1926 - The most popular California avocado is the Hass (frequently mispronounced and misspelled as Haas), which weights about half a pound and has a pebbly black skin when ripe. Hass avocadoes are unique because they are the only avocado variety that is produced year-round. According to the California Avocado Commission:
The tree began life as a mistake - a lucky-chance seedling planted by A.R. Rideout of Whittier. Rideout, an innovator and pioneer in avocados, was always searching for new varieties and tended to plant whatever seeds he could find, often along streets or in neighbors' yards. In the late 1920s, Mr. Rudolph Hass, a postman, purchased the seedling tree from Rideout, and planted it in his yard.
According to Paul Wilkes, son-in-law of Rudolph Hass, the California Avocado Commission's statement is misleading:
"Rudolph Hass did buy the avocado seeds from Mr Rideout, but he planted them himself. Rudy had used all of the money he had to buy the land for his grove. He was only earning 25 cents an hour working as a postman so he couldn't afford trees.
Mr. Rideout was noted for using any seeds he could get his hands on, including the garbage from restaurants. His selection process occurred when the seedlings were ready to graft. He would then destroy any weak seedlings. Rudolph Hass knew nothing about raising trees, but Mr. Rideout was very helpful to him and instructed him to plant three seeds in a cluster where ever he wanted a tree, and then pull up the two weakest seedlings and graft the strongest. For this reason, no one knows what kind of seed produced the Hass tree."
Following are excerpts from 2004 article, How The Hass Avocado Came To Be, by Cindy Miller, granddaughter of Rudolph Hass:
My mom, Faith (Hass) Wilkes knows how the Hass avocado came to be, so I will share it with you . . . After reading a magazine article illustrated with an Avocado Tree with dollar bills hanging from it, Grandpa bought a small 1 1/2 acre grove in La Habra Heights in 1925. There were a few Fuerte avocado trees.
He planted the rest of the grove on 12 foot centers with three seeds in each hole. He hired a professional grafter named Mr. Caulkins, to graft cuttings from the existing Fuerte trees onto the strongest of the three trees from each hole. All but three "took". The next year Mr. Caulkins re-grafted those three trees. The following year Mr. Caulkins re-grafted the one tree that had rejected the graft again. Again it didn't take. Grandpa was ready to give up and chop the tree down, but Mr. Caulkins said it was a good strong tree. He advised Grandpa to just let it grow and see what happens. So he did. The Hass avocado happened. Grandpa Hass only planted the seed, Mr. Caulkins did the grafting, and God gave the increase.

(Data items)

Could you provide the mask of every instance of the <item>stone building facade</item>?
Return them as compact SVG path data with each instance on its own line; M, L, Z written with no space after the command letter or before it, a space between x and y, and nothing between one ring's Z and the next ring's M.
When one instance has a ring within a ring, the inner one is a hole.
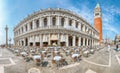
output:
M118 47L120 48L120 35L115 36L115 45L118 45Z
M95 46L99 32L85 19L61 8L40 10L14 27L15 46Z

REQUIRED ACTION:
In the text about the origin of the Hass avocado, in what year did Rudolph Hass buy his grove in La Habra Heights?

RESPONSE TO THIS TASK:
1925